Reproduce exactly the lines from the line containing "locate man's lips, a point per instance." through the end of the records below, including both ends, and nothing else.

Object position labeling entries:
● ● ●
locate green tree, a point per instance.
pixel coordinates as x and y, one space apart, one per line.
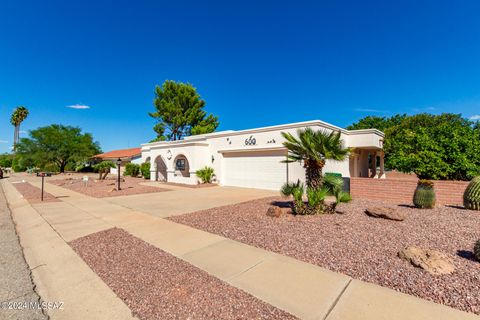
18 116
314 148
379 123
103 169
445 147
56 145
179 112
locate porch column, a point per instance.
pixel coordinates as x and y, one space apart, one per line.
381 175
153 171
373 159
355 158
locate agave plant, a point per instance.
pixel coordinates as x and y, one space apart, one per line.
332 186
294 189
314 148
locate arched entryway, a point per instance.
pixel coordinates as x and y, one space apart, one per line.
181 165
161 169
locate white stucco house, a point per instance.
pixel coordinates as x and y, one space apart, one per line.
253 158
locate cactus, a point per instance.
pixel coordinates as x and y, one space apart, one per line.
476 250
424 196
471 197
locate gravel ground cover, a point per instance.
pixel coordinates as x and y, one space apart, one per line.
157 285
16 285
194 186
106 188
33 194
360 246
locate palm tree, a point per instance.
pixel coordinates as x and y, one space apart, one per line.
18 116
314 148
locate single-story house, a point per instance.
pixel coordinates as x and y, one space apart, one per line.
131 155
253 158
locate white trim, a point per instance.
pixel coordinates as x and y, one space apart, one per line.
252 149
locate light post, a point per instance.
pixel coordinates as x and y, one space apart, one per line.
119 162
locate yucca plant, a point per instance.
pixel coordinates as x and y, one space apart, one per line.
314 148
206 174
471 196
424 196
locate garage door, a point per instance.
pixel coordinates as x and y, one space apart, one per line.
261 169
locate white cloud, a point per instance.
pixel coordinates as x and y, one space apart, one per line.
78 106
371 110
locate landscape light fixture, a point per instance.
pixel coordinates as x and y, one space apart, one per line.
119 162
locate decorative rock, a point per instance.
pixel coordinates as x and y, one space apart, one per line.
434 262
385 213
274 211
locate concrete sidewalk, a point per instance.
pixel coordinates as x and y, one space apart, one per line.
16 285
304 290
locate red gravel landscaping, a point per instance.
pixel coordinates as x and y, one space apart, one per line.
157 285
107 188
360 246
33 194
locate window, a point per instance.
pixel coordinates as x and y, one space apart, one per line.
180 164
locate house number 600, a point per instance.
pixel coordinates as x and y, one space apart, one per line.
251 141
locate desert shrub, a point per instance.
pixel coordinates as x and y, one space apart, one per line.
424 196
471 196
476 250
103 168
131 169
145 170
332 186
294 189
206 174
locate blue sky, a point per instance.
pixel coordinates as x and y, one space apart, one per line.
256 63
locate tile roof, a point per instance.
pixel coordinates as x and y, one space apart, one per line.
122 153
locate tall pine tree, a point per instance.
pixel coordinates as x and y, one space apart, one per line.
179 112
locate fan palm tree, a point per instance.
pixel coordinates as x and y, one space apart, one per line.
314 148
18 116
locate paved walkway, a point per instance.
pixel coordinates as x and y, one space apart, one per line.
16 286
304 290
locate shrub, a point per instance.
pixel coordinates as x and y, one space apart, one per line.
131 169
424 196
296 191
103 168
476 250
145 170
332 186
6 160
206 174
84 168
471 197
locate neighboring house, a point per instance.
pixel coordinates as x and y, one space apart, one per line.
133 155
254 158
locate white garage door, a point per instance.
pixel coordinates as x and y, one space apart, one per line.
261 169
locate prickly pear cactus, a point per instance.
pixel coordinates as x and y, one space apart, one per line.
471 197
424 196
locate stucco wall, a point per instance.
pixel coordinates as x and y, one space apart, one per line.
210 150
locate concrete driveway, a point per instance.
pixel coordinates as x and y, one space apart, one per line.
182 200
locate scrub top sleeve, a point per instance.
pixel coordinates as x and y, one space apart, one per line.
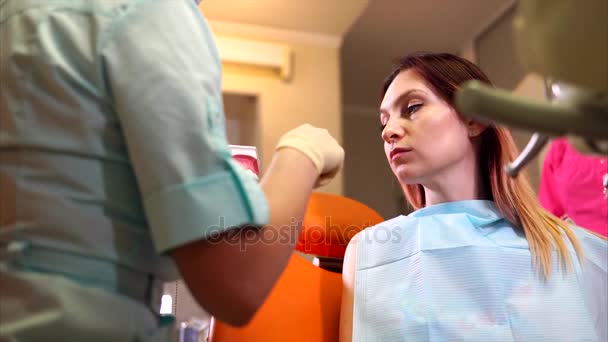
548 193
163 73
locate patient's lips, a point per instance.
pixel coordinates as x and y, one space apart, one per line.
398 152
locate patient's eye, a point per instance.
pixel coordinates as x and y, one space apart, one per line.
410 109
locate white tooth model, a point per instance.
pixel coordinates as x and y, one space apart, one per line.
566 41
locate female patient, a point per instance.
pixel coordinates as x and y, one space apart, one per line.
479 259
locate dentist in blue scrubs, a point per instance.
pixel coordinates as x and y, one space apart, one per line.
115 175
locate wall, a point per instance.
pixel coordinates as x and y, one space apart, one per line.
367 175
311 96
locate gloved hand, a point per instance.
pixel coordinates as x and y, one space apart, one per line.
318 145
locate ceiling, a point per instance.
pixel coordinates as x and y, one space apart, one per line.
374 32
332 17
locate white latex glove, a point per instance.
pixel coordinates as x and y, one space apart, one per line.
318 145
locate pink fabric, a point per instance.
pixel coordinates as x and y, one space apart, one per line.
572 185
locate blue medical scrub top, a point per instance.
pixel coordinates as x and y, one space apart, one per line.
112 140
459 271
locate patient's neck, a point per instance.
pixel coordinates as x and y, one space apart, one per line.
461 182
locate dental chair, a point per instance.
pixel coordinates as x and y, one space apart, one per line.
304 304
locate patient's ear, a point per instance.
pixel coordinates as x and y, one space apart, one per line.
475 128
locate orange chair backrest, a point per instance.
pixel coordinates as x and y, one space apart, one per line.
304 306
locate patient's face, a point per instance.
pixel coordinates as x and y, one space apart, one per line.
424 137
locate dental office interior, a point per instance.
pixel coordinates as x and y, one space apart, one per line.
323 62
286 63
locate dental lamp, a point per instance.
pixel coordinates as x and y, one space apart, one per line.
565 41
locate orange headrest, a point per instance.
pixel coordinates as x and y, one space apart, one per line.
331 221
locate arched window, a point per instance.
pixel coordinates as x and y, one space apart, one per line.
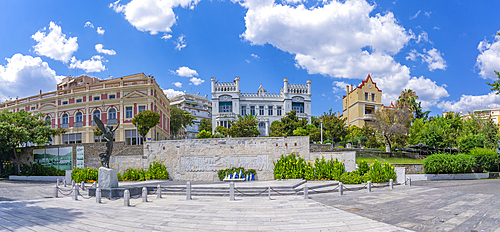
112 117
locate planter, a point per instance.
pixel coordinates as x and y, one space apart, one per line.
462 176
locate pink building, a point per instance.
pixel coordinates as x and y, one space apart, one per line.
77 99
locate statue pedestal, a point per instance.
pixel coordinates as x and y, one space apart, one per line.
107 178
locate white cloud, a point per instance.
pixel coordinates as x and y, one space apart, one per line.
54 44
469 103
185 72
434 60
428 91
25 75
489 59
177 84
95 64
339 86
415 16
180 44
100 31
196 81
89 24
172 93
152 16
99 48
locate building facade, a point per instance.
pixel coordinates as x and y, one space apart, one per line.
228 102
360 103
77 99
198 106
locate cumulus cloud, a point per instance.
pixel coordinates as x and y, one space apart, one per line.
95 64
177 84
19 74
99 48
489 59
152 16
54 44
172 93
185 72
180 44
100 31
196 81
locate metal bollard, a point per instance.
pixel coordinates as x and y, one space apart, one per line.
231 191
98 196
188 190
56 191
158 191
341 189
75 193
126 198
144 194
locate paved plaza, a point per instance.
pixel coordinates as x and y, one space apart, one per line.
426 206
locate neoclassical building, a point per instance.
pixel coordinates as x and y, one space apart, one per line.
77 99
228 102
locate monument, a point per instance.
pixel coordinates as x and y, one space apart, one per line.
107 177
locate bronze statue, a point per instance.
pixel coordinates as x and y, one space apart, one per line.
108 136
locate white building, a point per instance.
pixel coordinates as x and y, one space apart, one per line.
228 102
198 106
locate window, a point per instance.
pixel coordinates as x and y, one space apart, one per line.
128 112
298 107
132 137
225 106
78 119
243 110
112 117
65 124
142 108
72 138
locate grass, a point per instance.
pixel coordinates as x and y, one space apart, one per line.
390 160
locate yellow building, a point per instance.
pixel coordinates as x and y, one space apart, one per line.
360 103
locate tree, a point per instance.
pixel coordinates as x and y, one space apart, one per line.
20 128
244 127
335 126
206 124
391 123
179 118
144 121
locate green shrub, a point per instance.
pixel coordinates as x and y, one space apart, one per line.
484 159
88 175
351 178
446 164
40 170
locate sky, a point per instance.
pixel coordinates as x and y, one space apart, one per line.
445 51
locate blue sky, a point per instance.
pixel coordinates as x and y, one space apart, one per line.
446 51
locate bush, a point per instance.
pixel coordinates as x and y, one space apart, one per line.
40 170
446 163
88 175
351 178
484 159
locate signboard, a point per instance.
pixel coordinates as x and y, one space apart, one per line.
79 157
60 158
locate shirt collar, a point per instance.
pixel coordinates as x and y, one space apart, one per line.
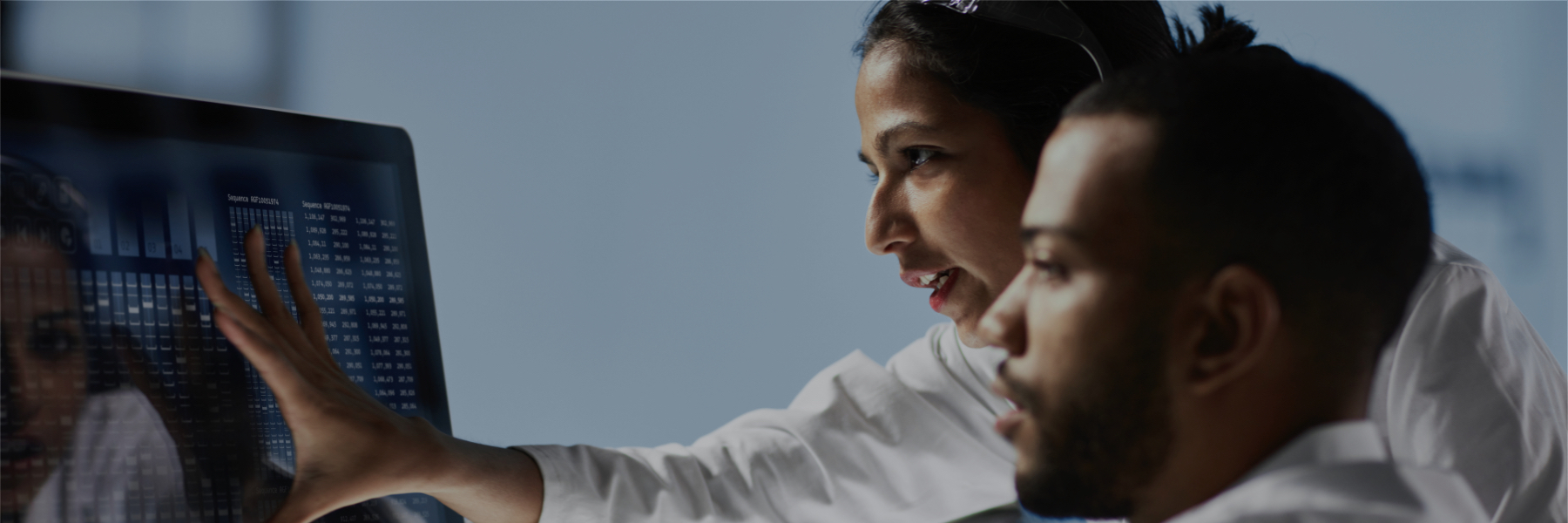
1341 442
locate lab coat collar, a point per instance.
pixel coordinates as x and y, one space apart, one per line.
1341 442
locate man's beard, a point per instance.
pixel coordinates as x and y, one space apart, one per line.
1105 437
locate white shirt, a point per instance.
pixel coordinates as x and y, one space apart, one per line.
123 467
1340 473
1465 384
1468 385
909 442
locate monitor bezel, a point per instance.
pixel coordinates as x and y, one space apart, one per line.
133 113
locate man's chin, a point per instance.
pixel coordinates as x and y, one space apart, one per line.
1066 499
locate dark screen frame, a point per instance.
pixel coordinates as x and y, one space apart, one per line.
135 113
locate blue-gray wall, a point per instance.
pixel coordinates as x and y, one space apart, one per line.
646 219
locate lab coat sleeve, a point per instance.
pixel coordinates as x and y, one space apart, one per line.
855 445
1468 385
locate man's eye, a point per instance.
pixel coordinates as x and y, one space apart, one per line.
1050 270
917 156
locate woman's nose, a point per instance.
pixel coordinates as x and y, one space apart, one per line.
889 227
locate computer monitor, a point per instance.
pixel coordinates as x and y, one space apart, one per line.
123 401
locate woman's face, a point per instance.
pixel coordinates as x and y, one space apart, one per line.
949 187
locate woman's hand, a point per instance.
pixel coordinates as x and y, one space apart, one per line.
348 446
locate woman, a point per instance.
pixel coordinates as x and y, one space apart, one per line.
954 113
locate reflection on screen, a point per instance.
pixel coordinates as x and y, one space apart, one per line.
123 401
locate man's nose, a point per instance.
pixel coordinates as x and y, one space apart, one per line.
889 227
1004 324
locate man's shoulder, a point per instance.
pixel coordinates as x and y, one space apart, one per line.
1344 492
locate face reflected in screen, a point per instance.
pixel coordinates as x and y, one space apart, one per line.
44 368
123 399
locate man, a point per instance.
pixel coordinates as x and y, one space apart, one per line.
1217 250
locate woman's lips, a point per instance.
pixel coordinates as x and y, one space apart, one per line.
944 286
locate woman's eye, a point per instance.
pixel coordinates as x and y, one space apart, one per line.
1050 270
917 156
52 343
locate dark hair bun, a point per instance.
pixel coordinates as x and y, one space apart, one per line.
1220 35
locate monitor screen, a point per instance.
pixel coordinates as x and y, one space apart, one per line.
123 401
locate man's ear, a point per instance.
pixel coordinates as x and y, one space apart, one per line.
1240 329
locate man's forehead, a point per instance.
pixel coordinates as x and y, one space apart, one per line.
1090 178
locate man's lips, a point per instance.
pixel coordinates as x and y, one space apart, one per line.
924 278
1009 421
940 280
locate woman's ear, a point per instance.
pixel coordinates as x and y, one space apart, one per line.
1240 316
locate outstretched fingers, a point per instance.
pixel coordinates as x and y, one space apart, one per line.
267 295
233 305
264 354
309 313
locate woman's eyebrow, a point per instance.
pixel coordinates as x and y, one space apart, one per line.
883 137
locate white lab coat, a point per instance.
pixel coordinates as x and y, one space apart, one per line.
1468 385
1340 472
913 442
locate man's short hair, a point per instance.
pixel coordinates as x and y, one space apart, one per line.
1285 168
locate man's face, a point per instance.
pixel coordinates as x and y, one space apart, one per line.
1085 329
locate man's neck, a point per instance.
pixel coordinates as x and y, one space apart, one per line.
1222 444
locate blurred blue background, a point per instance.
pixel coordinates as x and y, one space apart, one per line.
646 217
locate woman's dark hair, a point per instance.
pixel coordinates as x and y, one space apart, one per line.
1019 76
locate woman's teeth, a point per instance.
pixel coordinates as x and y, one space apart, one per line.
940 278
● ● ●
THE RESULT:
locate man's lips, a point per instance.
pixel coordinates as x and y, one space apart, one per line.
924 278
1009 421
940 280
locate woman's ear, a point per instance.
pixel coordinates as x and y, one space apart, one per line.
1240 316
locate outstretched fingers, a point per instance.
pixel coordinates as x and y, one space apart, one per line.
267 295
233 305
264 354
309 313
locate woman's eyebrow, a point per instance.
pixel coordinates as x and y, one space apart, one per line.
883 137
locate white lab coat, a point per instance.
pixel coordinates as x and y, one space apart, one per line.
1468 385
1340 472
913 442
locate man's short hair, a point per instance.
pixel coordinates as x and y, one space apart, one per line.
1285 168
locate man's face, a point per instance.
pixel coordinates as x and y, one space apart, one per line.
1085 329
locate man's neck, a point per instance.
pixel coordinates as x and y, one space apart, one per line.
1222 444
locate blurred blue background, a point per instance.
pixel coordinates as x and y, one space apart, one per line.
646 217
locate woman's dark hair, a point per instance.
pixel coordinates as x and y, one space apart, one per line.
1019 76
locate woman's teeth, a point per instance.
pixel coordinates as x and y, one space apart, one per line.
940 278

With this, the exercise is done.